> What is required
Collect each line of the items below that contains the word "written", copying every such line in full. Letter case counts when matching.

..............................

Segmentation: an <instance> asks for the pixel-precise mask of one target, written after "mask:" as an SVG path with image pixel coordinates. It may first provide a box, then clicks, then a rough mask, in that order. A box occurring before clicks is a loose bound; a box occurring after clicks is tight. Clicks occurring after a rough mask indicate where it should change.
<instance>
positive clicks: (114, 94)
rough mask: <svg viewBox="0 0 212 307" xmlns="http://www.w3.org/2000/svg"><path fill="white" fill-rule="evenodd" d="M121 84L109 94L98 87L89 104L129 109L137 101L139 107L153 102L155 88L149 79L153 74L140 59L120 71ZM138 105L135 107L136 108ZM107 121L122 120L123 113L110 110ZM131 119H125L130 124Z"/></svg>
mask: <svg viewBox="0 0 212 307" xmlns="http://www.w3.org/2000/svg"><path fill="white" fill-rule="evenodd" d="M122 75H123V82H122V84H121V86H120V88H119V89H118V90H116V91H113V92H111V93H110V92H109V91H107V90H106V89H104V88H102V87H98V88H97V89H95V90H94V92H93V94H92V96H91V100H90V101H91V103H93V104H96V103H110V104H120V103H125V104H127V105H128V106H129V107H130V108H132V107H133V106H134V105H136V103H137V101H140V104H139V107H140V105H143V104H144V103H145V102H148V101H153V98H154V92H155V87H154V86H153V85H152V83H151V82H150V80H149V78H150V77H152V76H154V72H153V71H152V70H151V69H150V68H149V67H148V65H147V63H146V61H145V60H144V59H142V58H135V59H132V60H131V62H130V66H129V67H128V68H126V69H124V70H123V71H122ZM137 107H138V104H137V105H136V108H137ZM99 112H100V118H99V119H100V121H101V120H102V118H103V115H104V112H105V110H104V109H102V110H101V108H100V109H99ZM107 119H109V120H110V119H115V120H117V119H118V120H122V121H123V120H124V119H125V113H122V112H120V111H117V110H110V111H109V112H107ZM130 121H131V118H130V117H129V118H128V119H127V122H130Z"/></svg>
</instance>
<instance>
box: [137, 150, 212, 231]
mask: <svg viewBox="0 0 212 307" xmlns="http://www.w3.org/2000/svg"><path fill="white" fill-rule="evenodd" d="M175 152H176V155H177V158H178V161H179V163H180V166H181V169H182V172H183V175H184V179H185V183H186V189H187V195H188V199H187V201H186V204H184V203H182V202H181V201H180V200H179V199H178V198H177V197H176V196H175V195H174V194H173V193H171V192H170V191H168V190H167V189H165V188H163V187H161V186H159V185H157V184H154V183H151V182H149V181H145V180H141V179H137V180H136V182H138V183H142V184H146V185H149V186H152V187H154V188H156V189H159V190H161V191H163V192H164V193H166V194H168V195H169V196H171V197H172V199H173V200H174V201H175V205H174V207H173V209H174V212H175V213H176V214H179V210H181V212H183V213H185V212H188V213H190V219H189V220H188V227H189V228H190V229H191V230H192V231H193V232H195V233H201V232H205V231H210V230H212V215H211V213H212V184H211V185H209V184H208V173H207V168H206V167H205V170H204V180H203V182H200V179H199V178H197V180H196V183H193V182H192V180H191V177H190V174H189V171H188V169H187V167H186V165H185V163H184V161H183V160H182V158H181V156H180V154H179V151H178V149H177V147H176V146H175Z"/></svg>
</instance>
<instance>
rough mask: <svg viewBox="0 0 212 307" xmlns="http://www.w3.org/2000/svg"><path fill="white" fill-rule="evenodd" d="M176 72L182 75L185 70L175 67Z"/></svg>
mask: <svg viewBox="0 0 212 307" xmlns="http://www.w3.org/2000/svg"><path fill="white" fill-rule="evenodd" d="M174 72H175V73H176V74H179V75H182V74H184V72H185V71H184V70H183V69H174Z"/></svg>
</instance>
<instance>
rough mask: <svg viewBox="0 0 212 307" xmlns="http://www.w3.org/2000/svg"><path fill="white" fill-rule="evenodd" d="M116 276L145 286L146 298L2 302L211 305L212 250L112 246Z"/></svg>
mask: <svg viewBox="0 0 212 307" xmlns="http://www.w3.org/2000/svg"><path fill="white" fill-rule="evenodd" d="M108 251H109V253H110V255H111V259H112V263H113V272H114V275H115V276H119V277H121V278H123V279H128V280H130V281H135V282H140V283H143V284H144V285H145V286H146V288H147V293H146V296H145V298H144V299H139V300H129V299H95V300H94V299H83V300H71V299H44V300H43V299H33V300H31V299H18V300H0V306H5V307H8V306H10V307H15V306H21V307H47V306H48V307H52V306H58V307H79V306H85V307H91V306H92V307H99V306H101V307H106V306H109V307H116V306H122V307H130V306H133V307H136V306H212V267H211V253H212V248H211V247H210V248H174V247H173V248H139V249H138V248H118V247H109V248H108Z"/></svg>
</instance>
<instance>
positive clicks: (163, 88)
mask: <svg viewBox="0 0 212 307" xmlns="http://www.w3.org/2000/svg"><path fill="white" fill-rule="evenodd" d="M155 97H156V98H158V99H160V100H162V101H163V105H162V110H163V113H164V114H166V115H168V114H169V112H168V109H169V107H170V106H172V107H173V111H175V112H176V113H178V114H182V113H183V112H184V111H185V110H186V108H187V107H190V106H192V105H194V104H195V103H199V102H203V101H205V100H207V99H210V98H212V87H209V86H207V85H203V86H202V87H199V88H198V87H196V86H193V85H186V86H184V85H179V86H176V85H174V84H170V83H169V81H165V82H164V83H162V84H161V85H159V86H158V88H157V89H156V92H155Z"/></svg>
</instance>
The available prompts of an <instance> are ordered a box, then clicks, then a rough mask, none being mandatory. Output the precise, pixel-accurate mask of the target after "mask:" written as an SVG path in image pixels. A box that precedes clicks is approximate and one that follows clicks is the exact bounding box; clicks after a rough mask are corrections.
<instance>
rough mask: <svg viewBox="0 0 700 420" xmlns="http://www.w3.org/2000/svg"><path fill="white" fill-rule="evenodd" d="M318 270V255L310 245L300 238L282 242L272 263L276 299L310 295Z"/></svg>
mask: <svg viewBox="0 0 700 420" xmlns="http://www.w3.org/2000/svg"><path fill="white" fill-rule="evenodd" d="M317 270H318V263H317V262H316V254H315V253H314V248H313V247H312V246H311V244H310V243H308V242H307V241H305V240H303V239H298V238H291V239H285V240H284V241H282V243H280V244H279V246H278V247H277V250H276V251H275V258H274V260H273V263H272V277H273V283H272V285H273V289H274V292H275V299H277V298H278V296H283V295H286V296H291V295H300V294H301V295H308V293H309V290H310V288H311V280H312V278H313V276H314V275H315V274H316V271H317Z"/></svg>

..............................

> Expected answer
Segmentation: an <instance> asks for the pixel-precise mask of one target, written after "mask:" as an SVG path with image pixel coordinates. It may first provide a box, then clicks, then a rough mask, in that order. A box occurring before clicks is a loose bound; a box occurring after clicks is tight. Clicks occurring after a rough mask indicate where it should change.
The available prompts of an <instance> are ordered a box, then clicks, then a rough mask, none being mandatory. Output the precise, pixel-accurate mask of the target after "mask:" written as an SVG path in image pixels. A box that precedes clicks is approximate and one that follows clicks is the exact bounding box; clicks after a rough mask are corrections.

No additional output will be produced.